Begin Document passage

Slate v2 Benchmark Candidate Map

Purpose

This file is the benchmark handoff layer.

It exists so a maintainer can choose a performance issue and start a reproducible workload lane without rereading the full GitHub thread.

Live-state note:

research snapshot: 682 open issues
post-Batch-A live repo state: 628 open issues
Batch A queue execution status: 54/54 closed

Issue #6038

package: slate
benchmark readiness: ready-now
public benchmark seam: packages/slate/test/perf/set-nodes-bench.js

Why This Is Benchmark-Ready

This issue is already framed as a benchmark-driven engine problem. The workload class, success criteria, and active implementation seam are all explicit.

Minimal Workload Shape

repeated tree updates over a large editor state
exact-path set_node batches
mixed structural batches where planner and draft behavior matter

Primary Metric

end-to-end batch runtime against the replay baseline

Secondary Metric

semantic parity between Transforms.applyBatch(...) and manual Editor.withBatch(...)

Notes

Do not turn this into one giant benchmark lane. Keep it split by operation family and mixed-batch shape.

Issue #5992

package: slate
benchmark readiness: ready-with-minor-setup
public benchmark seam: huge-document cut benchmark

Current Proof

The workload now has a stable harness lane in .tmp/slate-v2/scripts/benchmarks/core/current/clipboard-large-payload.mjs. The issue-size gate is:

bash

SLATE_CLIPBOARD_BENCH_HUGE_CUT_BLOCKS=50000 SLATE_CLIPBOARD_BENCH_ISSUE_TARGETS=1 bun ./scripts/benchmarks/slate/5945-large-plaintext-paste.mjs

The current proof supports Improves #5992, not Fixes #5992: exact whole-child range delete lowers to one replace_children operation and meets the accepted warm interaction benchmark target, and browser stress covers a 5,000-block huge-document cut row. Exact closure still needs maintainer acceptance that the benchmark plus browser stress matches the original repro.

End Document passage

→ **Written task 1**:
How many lines of the listing below contain the string "green"? Treat case as significant and reply with the number only.
The Slate v2 benchmark map and the listing below it are unrelated material.

Begin Provided records

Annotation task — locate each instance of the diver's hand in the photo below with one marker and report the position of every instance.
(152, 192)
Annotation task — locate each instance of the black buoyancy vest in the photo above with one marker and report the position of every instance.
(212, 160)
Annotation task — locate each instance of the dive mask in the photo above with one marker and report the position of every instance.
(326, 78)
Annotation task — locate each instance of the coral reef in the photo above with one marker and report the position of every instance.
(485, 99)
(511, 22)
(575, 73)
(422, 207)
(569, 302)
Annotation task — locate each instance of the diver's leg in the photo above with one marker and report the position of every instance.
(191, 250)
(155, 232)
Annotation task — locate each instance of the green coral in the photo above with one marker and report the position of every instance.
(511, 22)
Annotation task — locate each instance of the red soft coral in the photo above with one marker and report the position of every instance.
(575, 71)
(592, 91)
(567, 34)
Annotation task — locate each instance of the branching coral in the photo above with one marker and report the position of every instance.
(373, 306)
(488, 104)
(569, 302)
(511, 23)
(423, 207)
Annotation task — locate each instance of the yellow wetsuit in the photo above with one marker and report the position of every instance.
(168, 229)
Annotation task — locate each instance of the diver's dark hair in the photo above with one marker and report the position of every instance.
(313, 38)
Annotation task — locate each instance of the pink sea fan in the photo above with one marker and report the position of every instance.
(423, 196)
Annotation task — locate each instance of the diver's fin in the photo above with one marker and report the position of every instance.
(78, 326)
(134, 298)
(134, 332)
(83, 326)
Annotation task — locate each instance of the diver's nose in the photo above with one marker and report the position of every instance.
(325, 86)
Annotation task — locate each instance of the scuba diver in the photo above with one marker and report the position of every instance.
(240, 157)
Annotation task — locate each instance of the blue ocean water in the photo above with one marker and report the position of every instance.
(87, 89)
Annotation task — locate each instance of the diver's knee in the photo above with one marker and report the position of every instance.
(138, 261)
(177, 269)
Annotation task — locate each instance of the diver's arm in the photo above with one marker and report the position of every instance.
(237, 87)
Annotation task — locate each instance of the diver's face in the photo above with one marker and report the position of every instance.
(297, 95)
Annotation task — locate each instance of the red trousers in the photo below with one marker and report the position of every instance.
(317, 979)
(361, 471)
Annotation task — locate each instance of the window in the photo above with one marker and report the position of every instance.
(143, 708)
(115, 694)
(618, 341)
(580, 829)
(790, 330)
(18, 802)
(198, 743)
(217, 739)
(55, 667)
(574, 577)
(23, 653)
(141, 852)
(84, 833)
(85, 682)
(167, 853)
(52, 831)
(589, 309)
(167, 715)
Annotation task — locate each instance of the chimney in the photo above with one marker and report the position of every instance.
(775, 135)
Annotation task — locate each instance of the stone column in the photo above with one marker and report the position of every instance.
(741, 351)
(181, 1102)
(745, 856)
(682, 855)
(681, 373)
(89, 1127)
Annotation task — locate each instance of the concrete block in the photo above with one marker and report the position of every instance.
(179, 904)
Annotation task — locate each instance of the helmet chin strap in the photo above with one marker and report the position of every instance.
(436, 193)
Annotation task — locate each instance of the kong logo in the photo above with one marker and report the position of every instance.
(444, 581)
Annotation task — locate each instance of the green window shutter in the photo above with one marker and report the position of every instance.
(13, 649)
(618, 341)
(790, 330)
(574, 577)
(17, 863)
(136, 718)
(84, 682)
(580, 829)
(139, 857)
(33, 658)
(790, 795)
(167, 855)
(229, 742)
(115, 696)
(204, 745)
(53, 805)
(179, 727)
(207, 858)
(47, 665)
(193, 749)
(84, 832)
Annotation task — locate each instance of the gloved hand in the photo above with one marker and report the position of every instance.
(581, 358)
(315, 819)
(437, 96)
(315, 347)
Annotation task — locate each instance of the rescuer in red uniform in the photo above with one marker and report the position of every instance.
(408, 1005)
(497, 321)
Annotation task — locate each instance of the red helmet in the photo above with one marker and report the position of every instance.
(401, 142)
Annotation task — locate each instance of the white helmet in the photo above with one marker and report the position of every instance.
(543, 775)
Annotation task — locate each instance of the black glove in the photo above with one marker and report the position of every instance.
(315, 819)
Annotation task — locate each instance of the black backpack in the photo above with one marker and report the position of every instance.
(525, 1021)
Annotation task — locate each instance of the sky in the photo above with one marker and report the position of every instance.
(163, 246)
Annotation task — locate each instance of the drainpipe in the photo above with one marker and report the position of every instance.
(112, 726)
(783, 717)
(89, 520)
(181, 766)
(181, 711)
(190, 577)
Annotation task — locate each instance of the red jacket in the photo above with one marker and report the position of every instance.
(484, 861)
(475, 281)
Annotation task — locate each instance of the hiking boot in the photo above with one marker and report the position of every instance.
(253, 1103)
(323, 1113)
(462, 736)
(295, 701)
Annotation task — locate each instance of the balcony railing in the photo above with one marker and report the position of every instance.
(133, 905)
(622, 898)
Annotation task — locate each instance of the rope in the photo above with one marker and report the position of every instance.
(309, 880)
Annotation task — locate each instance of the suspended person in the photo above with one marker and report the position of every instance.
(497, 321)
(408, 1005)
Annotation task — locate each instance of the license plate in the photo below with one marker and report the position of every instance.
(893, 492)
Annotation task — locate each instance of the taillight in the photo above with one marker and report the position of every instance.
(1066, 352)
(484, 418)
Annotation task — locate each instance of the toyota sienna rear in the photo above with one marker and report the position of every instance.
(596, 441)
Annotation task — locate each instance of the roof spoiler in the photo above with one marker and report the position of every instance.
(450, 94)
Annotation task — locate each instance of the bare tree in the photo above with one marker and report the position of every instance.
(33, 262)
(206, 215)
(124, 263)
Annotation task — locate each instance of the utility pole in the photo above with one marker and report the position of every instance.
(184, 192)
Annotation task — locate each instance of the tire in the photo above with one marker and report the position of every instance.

End Provided records

→ **Written task 2**:
According to the Slate v2 benchmark map, what is the primary metric for issue #6038?

→ **Task output 1**:
2

→ **Task output 2**:
End-to-end batch runtime against the replay baseline.